* EXERCISE TASKS *
- 1) From the lake water quality passage below, list every cited reference (authors and year).
- 2) Condense the paragraph of the lake water quality passage below that opens with "Lake water quality is an overarching term" into a short bulleted list that retains its main facts.
- 3) Write a continuation of the lake water quality passage below, picking up after its final sentence.

[Begin SOURCE EXCERPT]

Lake water quality is an overarching term to describe the biochemical and physical properties of lake water and is often used as a measure of the value of lakes as a freshwater resource. However, the water quality of lakes can be affected by environmental change. In fact, trends and changes in lake water quality have shown strong correlation with synoptic weather phenomena and climatic variability (e.g. Livingstone and Padisák 2007; Gerten and Adrian 2002) with lakes now recognized as important sentinels of climate change (e.g. Adrian et al. 2009; Williamson et al. 2009). Upscaling information derived from individual measurement stations to the whole-lake scale and beyond to explore ecological issues such as regional coherence and response to environmental change requires a better understanding of system sensitivities and behaviours. In addition, the need for adequate and affordable monitoring regimes is a key requirement of national and international regulations, as well as lake water quality monitoring programmes such as the EU Water Framework Directive (WFD) and US National Lake Assessment. Such needs and requirements can only be addressed by means of techniques like remote sensing that can be applied over long temporal and spatial scales (i.e. regional, continental, and ultimately global) to produce lake water quality estimates.

[End SOURCE EXCERPT]
[Begin DATA SECTION]

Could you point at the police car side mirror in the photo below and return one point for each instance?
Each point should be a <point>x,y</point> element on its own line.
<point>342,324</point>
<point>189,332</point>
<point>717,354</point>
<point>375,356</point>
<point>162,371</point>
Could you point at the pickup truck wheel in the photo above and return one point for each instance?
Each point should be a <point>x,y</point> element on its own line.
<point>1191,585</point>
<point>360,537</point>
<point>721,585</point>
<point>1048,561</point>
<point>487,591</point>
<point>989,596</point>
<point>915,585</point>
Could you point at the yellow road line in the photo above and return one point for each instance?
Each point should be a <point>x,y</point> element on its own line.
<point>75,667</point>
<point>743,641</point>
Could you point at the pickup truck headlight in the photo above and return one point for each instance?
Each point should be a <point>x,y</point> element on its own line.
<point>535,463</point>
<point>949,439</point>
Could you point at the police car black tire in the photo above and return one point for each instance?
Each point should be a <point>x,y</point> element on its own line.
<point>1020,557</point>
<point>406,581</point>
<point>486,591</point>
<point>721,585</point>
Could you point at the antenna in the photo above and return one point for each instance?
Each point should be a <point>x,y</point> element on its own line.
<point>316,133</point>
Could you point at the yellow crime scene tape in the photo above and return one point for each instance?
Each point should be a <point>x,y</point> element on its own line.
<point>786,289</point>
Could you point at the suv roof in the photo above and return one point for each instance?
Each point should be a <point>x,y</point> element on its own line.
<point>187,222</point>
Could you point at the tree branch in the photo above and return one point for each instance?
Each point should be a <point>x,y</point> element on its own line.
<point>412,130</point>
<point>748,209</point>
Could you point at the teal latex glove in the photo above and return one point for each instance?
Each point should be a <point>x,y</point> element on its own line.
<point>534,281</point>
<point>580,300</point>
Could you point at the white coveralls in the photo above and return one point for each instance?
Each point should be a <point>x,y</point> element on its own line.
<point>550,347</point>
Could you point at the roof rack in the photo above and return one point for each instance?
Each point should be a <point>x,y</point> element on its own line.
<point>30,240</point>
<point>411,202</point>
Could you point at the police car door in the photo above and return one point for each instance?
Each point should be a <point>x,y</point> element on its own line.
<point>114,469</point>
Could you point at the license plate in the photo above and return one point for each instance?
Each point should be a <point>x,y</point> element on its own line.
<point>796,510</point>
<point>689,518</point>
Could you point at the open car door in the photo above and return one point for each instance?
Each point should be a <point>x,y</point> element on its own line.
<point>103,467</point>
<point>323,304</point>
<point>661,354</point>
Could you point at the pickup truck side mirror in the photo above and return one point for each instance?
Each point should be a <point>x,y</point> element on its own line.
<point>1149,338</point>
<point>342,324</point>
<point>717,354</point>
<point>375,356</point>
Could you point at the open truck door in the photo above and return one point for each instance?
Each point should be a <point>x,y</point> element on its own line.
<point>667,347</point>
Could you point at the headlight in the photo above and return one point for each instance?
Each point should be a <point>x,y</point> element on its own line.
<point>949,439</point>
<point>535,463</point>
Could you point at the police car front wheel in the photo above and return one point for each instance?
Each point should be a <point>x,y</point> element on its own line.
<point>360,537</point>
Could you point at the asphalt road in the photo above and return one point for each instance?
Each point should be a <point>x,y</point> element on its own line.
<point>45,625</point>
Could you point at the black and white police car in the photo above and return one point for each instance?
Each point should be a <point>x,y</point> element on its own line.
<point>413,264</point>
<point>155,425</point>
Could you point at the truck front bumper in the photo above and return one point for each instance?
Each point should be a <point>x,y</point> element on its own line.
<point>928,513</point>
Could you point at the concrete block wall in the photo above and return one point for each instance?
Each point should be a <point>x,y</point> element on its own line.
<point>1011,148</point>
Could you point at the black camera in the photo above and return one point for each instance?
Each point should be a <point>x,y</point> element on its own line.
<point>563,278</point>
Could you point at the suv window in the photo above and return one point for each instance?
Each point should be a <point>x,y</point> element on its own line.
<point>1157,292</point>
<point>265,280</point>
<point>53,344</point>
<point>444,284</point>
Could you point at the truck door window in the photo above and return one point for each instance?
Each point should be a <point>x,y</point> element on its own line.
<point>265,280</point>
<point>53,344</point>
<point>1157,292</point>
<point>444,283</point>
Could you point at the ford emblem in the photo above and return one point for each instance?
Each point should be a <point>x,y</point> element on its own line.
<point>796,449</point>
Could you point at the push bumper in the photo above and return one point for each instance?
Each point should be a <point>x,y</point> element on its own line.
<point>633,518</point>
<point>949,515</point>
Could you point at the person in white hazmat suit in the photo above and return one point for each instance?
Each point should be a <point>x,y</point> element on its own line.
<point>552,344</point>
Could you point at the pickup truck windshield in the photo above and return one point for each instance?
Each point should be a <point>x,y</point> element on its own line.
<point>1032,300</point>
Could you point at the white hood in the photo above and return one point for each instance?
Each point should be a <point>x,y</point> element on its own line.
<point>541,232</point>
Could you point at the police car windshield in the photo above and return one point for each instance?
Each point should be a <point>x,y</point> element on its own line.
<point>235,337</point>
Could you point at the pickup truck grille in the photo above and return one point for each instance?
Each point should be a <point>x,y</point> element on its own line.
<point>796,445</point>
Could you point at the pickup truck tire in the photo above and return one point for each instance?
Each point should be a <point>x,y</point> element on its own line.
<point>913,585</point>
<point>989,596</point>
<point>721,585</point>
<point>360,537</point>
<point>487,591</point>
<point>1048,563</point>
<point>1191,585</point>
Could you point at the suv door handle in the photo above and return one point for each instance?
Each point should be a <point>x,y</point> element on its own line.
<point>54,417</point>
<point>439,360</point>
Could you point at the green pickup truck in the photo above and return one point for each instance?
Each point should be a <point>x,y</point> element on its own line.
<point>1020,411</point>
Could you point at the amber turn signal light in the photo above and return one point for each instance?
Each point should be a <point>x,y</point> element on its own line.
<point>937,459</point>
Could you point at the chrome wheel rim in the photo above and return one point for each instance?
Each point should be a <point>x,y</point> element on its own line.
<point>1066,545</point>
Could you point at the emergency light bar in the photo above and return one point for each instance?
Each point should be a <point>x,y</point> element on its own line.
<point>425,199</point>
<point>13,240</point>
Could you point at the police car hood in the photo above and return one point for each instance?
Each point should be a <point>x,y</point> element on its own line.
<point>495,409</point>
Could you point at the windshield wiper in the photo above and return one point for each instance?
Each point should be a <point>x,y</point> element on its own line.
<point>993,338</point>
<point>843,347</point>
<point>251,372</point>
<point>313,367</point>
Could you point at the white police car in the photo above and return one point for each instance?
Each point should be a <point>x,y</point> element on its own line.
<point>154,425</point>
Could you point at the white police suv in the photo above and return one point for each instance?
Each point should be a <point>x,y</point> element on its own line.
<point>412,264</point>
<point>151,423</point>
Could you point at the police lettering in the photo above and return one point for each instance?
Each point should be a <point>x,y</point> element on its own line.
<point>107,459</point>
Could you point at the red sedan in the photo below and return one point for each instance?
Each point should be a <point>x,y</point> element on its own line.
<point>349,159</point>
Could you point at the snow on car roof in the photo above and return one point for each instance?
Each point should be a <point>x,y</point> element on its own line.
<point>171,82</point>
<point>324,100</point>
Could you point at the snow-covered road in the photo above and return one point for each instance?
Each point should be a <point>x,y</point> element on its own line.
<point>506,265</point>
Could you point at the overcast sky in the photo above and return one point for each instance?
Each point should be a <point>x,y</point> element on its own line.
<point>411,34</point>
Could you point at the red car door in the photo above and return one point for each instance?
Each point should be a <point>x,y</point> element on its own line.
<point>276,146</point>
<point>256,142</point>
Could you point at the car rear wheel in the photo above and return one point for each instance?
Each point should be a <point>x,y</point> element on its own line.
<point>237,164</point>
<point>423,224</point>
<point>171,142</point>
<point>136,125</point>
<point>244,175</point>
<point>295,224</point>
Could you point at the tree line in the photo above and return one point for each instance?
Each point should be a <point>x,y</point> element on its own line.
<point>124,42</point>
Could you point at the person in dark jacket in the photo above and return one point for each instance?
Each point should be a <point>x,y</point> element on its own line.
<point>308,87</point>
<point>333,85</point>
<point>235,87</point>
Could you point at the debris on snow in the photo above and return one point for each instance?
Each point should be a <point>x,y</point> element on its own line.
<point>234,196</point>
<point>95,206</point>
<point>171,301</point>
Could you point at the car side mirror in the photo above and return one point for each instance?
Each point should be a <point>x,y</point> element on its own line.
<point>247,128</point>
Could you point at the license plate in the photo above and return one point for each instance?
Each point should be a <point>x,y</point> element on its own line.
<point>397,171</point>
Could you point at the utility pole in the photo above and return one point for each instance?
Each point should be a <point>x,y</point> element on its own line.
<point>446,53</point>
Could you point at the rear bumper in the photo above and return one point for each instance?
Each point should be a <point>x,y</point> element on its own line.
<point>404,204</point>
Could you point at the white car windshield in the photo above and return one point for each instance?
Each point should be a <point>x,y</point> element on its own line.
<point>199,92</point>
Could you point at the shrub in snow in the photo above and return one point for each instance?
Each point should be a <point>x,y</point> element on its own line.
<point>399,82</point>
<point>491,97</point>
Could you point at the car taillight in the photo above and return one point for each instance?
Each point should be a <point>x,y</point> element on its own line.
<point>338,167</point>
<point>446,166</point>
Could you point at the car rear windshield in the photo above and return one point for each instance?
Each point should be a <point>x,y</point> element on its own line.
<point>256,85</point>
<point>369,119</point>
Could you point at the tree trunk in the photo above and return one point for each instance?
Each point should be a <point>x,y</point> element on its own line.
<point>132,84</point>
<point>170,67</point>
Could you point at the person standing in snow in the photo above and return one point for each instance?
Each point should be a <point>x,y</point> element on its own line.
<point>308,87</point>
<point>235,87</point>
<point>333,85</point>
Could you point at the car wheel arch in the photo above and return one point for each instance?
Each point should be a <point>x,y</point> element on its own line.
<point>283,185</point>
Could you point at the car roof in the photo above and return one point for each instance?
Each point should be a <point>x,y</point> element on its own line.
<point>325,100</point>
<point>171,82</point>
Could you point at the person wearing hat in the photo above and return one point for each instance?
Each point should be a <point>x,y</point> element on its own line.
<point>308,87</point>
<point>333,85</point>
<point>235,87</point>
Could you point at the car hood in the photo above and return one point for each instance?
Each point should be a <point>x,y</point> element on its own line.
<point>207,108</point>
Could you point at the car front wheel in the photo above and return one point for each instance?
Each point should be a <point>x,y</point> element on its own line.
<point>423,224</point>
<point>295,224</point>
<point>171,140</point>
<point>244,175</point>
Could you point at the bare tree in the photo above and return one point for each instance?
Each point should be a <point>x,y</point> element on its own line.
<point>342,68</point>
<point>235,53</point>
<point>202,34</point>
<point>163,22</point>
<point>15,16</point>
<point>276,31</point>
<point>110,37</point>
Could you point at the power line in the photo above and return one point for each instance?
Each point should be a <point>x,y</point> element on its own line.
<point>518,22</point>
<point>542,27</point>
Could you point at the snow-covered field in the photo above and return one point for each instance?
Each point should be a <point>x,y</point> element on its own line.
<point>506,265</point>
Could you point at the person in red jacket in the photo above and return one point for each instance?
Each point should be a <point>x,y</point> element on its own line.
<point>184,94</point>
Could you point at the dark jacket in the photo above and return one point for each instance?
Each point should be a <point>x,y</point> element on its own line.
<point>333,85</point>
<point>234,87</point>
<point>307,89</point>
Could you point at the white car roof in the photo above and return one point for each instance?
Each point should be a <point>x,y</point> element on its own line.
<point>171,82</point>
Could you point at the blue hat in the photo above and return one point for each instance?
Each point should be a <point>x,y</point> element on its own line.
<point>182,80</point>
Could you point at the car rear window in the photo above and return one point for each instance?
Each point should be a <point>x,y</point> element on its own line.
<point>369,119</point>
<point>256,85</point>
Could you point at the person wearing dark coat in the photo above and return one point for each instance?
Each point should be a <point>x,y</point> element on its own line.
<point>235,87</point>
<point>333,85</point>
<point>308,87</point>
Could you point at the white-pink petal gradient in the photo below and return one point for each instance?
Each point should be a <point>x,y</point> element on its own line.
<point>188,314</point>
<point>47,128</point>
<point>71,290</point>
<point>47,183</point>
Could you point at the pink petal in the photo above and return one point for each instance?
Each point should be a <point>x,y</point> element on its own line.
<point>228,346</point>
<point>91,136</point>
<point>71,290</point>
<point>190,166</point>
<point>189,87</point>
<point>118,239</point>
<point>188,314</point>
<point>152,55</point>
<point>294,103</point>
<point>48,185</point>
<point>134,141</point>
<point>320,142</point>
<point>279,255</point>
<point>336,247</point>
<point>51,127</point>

[End DATA SECTION]

* SOLVED PROBLEMS *
- 1)
- Livingstone and Padisák 2007
- Gerten and Adrian 2002
- Adrian et al. 2009
- Williamson et al. 2009

- 2)
- Lake water quality describes the biochemical and physical properties of lake water and often measures the value of lakes as a freshwater resource.
- Environmental change can affect lake water quality, and its trends correlate strongly with synoptic weather phenomena and climatic variability. Lakes are now recognized as important sentinels of climate change.
- Scaling up station measurements to whole lakes and beyond, to study issues such as regional coherence and response to environmental change, requires a better understanding of system sensitivities and behaviours.
- National and international regulations, and programmes such as the EU Water Framework Directive and US National Lake Assessment, require adequate and affordable monitoring.
- Only techniques such as remote sensing, applicable over long temporal and spatial scales (regional, continental, ultimately global), can meet these needs.

- 3)
There have been many methodological approaches used to retrieve lake water quality from remote-sensing data. These can be broadly classified into empirical, semi-empirical (also known as semi-analytical), and analytical. According to Matthews (2011), the empirical approach is most often used owing to its computational simplicity and reliability in lake waters that make it more favourable than other relatively more advanced and complex methods. An example of a widely used empirically based operational algorithm for oceanic waters is the MODIS three-band ocean color algorithm (OC3) product for the estimation of chlorophyll-a (Campbell and Feng 2005; NASA Ocean Color 2009). However, despite the plethora of studies that have developed empirical algorithms to map water quality properties in lakes, as yet no operational algorithm has been developed for freshwater. This is due to the optically complex characteristics of freshwater, which is often determined by a combination of spatially and temporally variable properties, such as phytoplankton, suspended material, and coloured dissolved organic matter (CDOM), all of which affect water colour and transparency in varying degrees (IOCCG 2000, 2006). Any operational algorithm(s) to accurately map freshwater would need to account for all of these properties (phytoplankton, suspended material, and CDOM) rather than focusing on each one of them individually. For this to be achieved would require prior knowledge on lake typology to help assess the partial contribution of each property to the overall lake water quality in the waterbody under investigation, which is not generally available even for the best studied lakes in the world. For the vast majority of the estimated 117 million freshwater bodies (>0.2 ha) in the world (Verpoorter et al. 2014), information on their properties is not available, and so the potential to develop a generic empirically based algorithm becomes a major challenge.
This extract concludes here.